> **THE PROBLEM**
Pull out every line of the material below that contains the word "dirt", and copy each one.

> **EXCERPTED DATA**
────────────────

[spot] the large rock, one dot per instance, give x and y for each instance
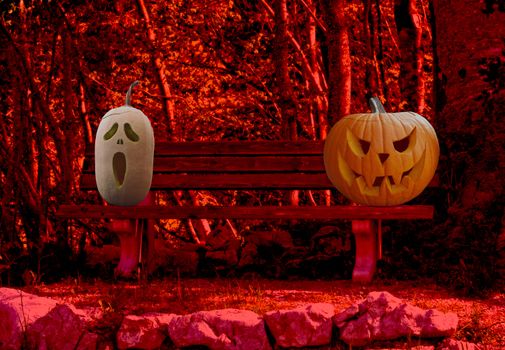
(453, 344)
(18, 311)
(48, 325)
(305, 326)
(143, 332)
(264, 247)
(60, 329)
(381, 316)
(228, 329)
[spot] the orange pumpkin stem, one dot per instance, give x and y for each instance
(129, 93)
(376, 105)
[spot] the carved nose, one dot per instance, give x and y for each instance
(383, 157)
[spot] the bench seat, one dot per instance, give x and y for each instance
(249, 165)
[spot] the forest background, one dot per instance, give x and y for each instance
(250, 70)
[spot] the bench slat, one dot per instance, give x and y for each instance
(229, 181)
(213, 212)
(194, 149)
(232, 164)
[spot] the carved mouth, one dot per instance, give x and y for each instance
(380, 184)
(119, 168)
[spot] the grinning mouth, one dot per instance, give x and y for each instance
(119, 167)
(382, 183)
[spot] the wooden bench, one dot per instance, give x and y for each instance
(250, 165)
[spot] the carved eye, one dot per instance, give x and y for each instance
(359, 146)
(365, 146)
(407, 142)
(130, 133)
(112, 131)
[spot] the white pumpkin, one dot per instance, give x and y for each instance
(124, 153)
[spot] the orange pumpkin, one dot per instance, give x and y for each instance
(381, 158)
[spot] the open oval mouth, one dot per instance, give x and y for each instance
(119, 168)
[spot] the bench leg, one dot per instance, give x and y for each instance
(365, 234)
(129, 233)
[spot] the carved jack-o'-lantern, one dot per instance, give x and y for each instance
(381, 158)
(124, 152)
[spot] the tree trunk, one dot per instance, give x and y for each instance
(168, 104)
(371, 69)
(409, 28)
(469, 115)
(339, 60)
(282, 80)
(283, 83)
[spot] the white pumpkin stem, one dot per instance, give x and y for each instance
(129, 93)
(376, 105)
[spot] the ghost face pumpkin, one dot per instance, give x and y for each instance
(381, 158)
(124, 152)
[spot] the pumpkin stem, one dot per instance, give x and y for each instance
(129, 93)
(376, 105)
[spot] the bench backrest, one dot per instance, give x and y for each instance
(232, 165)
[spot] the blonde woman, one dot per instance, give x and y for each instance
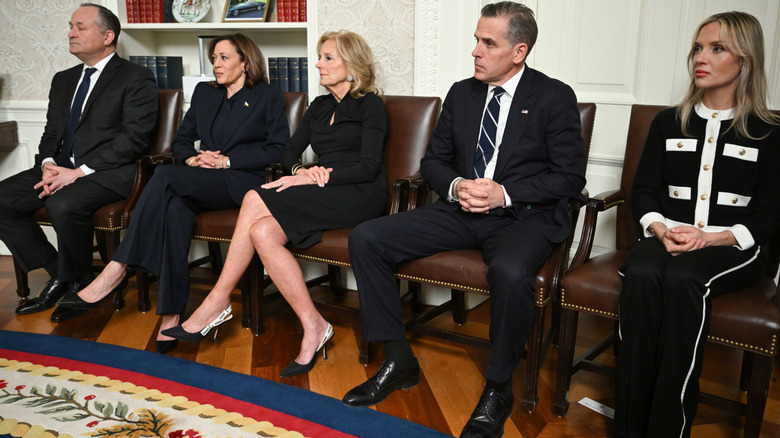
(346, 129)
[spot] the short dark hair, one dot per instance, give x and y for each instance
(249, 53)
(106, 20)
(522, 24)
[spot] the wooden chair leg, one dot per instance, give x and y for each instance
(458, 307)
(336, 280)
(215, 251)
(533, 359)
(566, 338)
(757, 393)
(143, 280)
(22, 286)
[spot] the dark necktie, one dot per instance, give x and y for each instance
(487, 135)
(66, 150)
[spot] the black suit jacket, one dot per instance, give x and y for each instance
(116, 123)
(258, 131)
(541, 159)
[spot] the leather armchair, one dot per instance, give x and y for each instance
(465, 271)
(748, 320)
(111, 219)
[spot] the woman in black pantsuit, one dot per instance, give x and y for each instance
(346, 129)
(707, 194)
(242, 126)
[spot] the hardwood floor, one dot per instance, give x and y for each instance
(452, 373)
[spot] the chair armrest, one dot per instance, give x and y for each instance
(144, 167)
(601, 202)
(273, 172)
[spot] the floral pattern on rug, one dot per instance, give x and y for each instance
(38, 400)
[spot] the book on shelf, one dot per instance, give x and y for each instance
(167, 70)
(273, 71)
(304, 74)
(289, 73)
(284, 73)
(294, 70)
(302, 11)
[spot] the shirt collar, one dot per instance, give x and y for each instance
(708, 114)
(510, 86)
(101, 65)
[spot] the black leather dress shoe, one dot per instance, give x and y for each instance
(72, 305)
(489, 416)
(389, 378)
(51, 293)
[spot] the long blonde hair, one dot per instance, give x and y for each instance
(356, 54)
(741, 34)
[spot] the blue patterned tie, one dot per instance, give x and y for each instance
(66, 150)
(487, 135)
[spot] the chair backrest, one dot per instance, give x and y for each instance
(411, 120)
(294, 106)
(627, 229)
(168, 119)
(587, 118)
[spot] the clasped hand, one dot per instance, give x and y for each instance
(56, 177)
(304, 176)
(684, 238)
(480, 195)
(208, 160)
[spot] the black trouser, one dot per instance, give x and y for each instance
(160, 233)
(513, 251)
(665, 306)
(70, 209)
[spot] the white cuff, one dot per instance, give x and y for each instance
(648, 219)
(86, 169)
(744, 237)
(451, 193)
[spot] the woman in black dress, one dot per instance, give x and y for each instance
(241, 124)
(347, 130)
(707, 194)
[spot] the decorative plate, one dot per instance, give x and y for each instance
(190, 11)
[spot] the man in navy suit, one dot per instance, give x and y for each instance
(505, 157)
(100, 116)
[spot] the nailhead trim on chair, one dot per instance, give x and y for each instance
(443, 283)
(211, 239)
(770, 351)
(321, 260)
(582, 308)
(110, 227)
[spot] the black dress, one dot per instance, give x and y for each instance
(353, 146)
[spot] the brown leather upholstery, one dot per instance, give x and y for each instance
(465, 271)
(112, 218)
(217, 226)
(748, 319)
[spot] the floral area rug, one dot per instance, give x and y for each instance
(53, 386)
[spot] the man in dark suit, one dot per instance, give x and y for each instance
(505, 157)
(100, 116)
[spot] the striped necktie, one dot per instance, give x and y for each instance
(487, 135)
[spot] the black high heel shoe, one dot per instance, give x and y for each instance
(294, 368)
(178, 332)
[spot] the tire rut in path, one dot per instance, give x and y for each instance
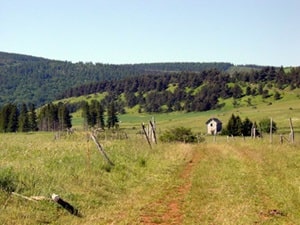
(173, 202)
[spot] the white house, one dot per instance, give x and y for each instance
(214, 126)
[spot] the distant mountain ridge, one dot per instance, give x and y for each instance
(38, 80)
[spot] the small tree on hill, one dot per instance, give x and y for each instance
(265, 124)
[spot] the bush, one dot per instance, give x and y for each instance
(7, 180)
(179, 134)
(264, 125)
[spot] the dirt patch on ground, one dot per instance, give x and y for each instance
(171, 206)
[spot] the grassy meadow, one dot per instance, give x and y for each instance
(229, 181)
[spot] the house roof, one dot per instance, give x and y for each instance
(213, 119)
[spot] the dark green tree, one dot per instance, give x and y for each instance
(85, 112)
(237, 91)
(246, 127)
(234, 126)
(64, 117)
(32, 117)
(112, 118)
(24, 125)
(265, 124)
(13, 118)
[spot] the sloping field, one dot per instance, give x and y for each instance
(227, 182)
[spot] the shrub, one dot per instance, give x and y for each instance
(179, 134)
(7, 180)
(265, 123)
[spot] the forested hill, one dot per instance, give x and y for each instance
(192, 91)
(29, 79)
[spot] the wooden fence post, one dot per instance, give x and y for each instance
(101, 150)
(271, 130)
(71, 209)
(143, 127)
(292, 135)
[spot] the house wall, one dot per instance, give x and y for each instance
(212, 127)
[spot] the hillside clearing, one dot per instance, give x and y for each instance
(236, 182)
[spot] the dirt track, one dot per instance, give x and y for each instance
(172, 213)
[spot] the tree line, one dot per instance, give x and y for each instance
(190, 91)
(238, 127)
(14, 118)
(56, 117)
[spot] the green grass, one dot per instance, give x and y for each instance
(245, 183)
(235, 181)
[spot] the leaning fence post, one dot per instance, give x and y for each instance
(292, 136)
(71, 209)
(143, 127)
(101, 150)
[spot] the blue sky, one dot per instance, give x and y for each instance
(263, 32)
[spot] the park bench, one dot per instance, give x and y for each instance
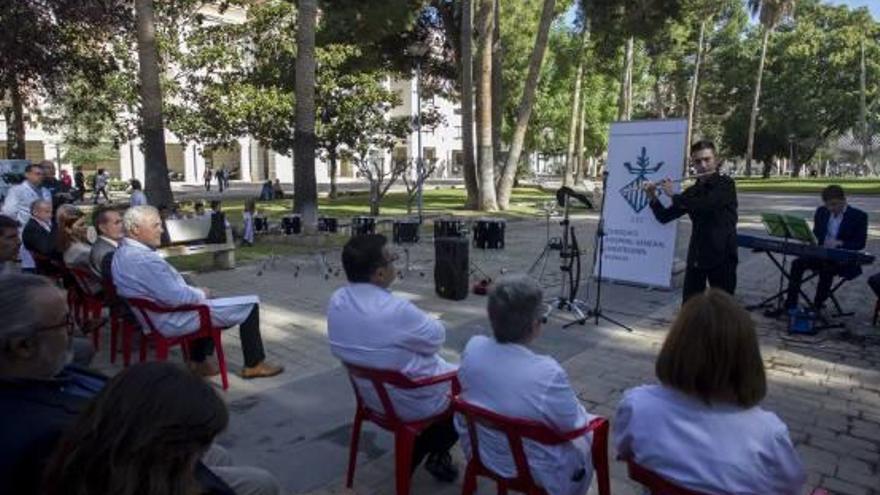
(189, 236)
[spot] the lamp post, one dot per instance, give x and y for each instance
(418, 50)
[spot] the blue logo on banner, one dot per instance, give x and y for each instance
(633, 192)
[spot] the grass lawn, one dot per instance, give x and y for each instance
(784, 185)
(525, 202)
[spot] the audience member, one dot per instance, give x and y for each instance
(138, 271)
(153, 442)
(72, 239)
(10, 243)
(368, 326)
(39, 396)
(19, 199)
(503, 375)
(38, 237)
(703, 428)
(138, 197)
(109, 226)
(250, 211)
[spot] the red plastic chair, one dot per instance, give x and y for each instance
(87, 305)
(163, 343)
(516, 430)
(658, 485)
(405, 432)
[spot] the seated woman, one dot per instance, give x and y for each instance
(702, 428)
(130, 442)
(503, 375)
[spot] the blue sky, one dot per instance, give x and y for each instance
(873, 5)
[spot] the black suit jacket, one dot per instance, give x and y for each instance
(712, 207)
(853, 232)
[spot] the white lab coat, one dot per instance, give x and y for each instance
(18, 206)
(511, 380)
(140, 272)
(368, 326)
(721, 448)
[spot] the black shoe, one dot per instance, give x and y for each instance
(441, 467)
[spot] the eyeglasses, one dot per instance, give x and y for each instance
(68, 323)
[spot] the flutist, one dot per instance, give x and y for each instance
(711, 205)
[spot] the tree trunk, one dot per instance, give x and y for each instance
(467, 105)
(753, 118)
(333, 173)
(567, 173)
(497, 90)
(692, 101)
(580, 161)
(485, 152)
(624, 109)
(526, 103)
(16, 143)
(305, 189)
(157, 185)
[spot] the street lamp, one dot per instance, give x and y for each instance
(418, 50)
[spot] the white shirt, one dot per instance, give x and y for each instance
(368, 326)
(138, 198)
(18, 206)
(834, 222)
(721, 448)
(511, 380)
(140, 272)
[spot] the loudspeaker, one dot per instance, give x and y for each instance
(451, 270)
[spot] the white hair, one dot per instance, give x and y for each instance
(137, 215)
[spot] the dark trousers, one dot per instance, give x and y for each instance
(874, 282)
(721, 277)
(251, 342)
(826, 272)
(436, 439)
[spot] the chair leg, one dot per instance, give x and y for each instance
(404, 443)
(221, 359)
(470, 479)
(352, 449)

────────────────

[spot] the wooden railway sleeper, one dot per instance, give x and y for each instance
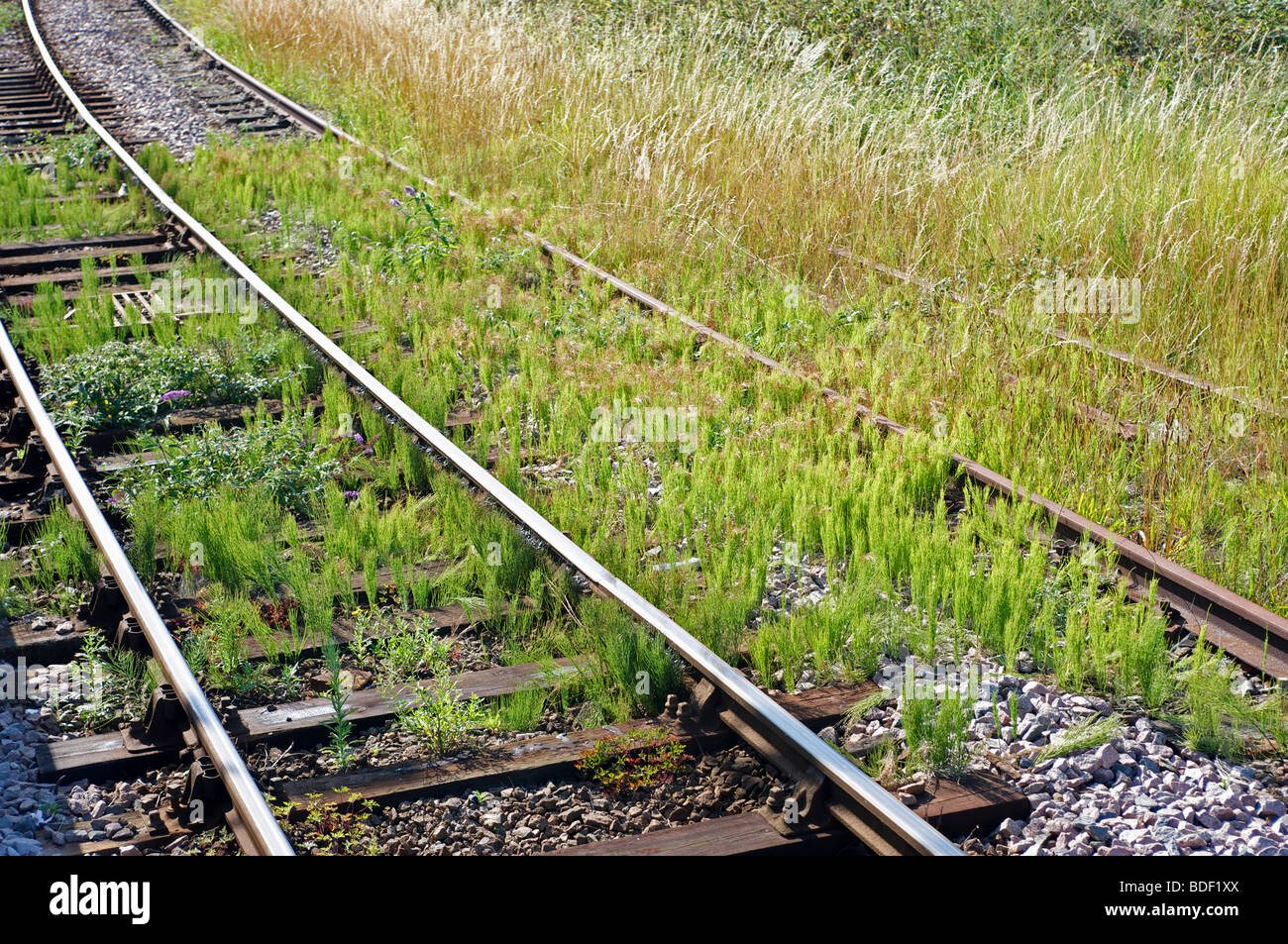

────────────────

> **RESPONSE TO THE EXERCISE**
[spot] the dirt patch on ground, one dot per instance, give x and y for each instance
[spot] the dirt track, one dot per instance, give x and y for each instance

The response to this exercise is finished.